CONSIGNE A –
Répondez à ces questions sur le texte consacré à l'Arménie occidentale :
(i) Entre 1828 et 1850, combien d'Arméniens de Turquie et de Perse allèrent demander asile au gouvernement russe ?
(ii) Vers quel plateau les Turcs d'Artvin se sont-ils dirigés ?
(iii) D'après le texte, quel empire a le plus gagné à l'échange de populations ?

TEXTE DU DOCUMENT –
──────────────────────────────

L'Arménie occidentale. Élisée Reclus (2)

L'Arménie occidentale. Élisée Reclus (1)

Les habitants du Pont, de l'Arménie turque et du Kourdistan, évalués à plus de deux millions d'individus1, appartiennent en grande partie aux mêmes races que les populations de la Transcaucasie : ethnologiquement, les deux contrées limitrophes ont la même unité qu'au point de vue géographique. De part et d'autre, quoique sous différents noms, vivent des Géorgiens; Erzeroum la turque est arménienne comme Erivan la russe; des pasteurs kourdes mènent leurs troupeaux sur les bords du Goktcha aussi bien que sur ceux du lac de Van : la frontière politique n'est point une limite naturelle entre les peuples. Il est vrai que des migrations en sens inverse, qui n'étaient pas toutes spontanées, ont eu lieu d'un territoire à l'autre lors de chaque nouvelle conquête de la Russie. C'est ainsi que de 1828 à 1850 plus de cent mille Arméniens de Turquie et de Perse, espérant trouver la liberté en pays chrétien, allèrent demander asile au gouvernement russe et reçurent les terres abandonnées par les émigrants kourdes et tartares, qui, de leur côté, avaient fui en pays mahométan. De même, depuis 1877, des échanges de population se sont faits entre l'Arménie turque et les provinces annexées à la Transcaucasie russe. Les Turcs d'Ardahan et de Kars ont suivi vers Erzeroum et Sivas la retraite de leurs armées, ceux d'Artvin se sont dirigés vers le plateau de Van, tandis que des Haïkanes du haut Tchoroukh, d'Erzeroum, de Van venaient prendre, autour des forteresses moscovites, les places laissées vacantes. Dans l'ensemble, c'est l'empire ottoman qui a le plus gagné à l'échange; les musulmans ne veulent plus vivre sous la domination russe et vont rejoindre leurs frères, tandis que nombre d'Arméniens de la Turquie redoutent encore moins la brutalité des pachas que les tracasseries de l'administration moscovite2. Les invasions russes ont eu pour résultat principal de transformer l'Arménie en Turkestan3.

──────────────────────────────

DONNÉES D'ENTRÉE –

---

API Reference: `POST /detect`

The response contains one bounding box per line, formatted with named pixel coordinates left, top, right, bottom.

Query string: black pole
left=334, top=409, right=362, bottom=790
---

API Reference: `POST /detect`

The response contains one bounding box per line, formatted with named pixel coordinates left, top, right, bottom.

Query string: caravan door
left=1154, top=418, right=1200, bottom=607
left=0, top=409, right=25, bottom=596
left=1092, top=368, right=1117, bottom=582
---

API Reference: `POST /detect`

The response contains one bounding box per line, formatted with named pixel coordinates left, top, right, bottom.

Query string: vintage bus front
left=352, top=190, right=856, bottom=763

──────────────────────────────

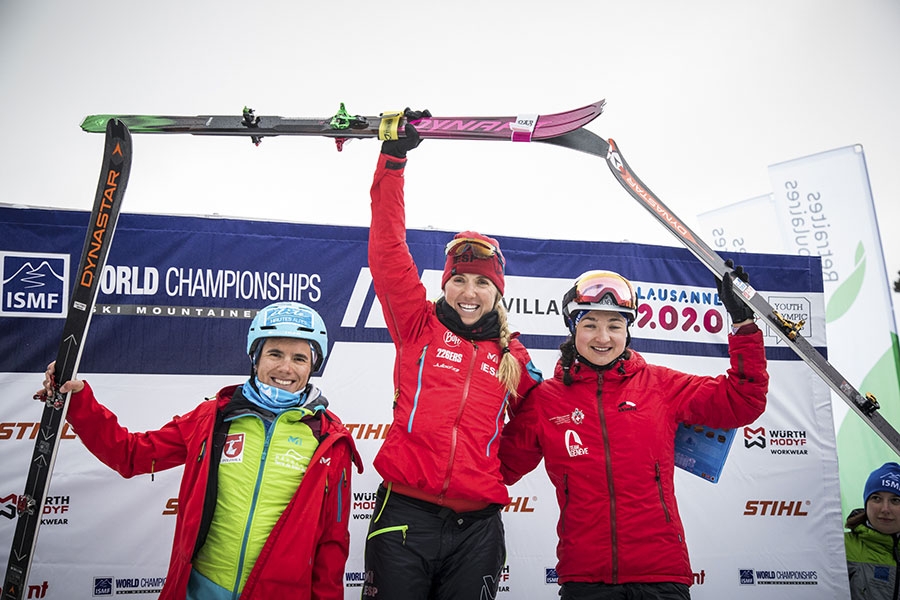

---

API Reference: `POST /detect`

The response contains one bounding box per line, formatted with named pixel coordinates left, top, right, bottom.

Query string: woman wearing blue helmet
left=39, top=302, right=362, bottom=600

──────────────────────────────

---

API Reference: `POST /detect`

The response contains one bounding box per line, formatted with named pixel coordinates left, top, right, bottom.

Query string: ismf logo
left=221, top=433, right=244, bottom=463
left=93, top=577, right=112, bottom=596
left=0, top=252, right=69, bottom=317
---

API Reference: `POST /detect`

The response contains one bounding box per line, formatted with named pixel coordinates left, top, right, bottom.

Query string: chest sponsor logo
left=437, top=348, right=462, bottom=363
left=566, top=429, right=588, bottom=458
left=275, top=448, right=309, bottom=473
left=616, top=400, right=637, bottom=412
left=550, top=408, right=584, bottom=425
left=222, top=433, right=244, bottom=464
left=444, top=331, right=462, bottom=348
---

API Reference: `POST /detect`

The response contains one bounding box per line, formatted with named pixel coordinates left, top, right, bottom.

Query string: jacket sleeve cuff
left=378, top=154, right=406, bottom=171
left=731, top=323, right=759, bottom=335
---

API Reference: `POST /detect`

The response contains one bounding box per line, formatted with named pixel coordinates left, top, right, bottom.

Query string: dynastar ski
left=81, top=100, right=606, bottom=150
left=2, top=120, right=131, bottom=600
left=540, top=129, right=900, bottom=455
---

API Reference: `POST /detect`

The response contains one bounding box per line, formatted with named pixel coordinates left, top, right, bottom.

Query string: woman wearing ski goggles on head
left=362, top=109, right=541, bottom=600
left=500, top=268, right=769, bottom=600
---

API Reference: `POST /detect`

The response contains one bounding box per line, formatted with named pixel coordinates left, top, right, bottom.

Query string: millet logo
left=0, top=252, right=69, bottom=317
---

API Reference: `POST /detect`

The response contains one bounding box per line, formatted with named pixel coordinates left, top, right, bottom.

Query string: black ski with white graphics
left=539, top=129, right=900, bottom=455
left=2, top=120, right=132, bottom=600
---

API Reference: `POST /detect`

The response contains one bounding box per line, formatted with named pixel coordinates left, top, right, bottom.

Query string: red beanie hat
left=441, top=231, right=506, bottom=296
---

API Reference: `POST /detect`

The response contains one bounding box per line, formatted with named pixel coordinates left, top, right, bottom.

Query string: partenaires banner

──────────────────────────────

CONSIGNE B – Renvoyez chaque ligne des enregistrements qui contient le mot « logo ».

RÉPONSE A –
(i) Plus de cent mille.
(ii) Le plateau de Van.
(iii) L'empire ottoman.

RÉPONSE B –
Query string: ismf logo
Query string: chest sponsor logo
Query string: millet logo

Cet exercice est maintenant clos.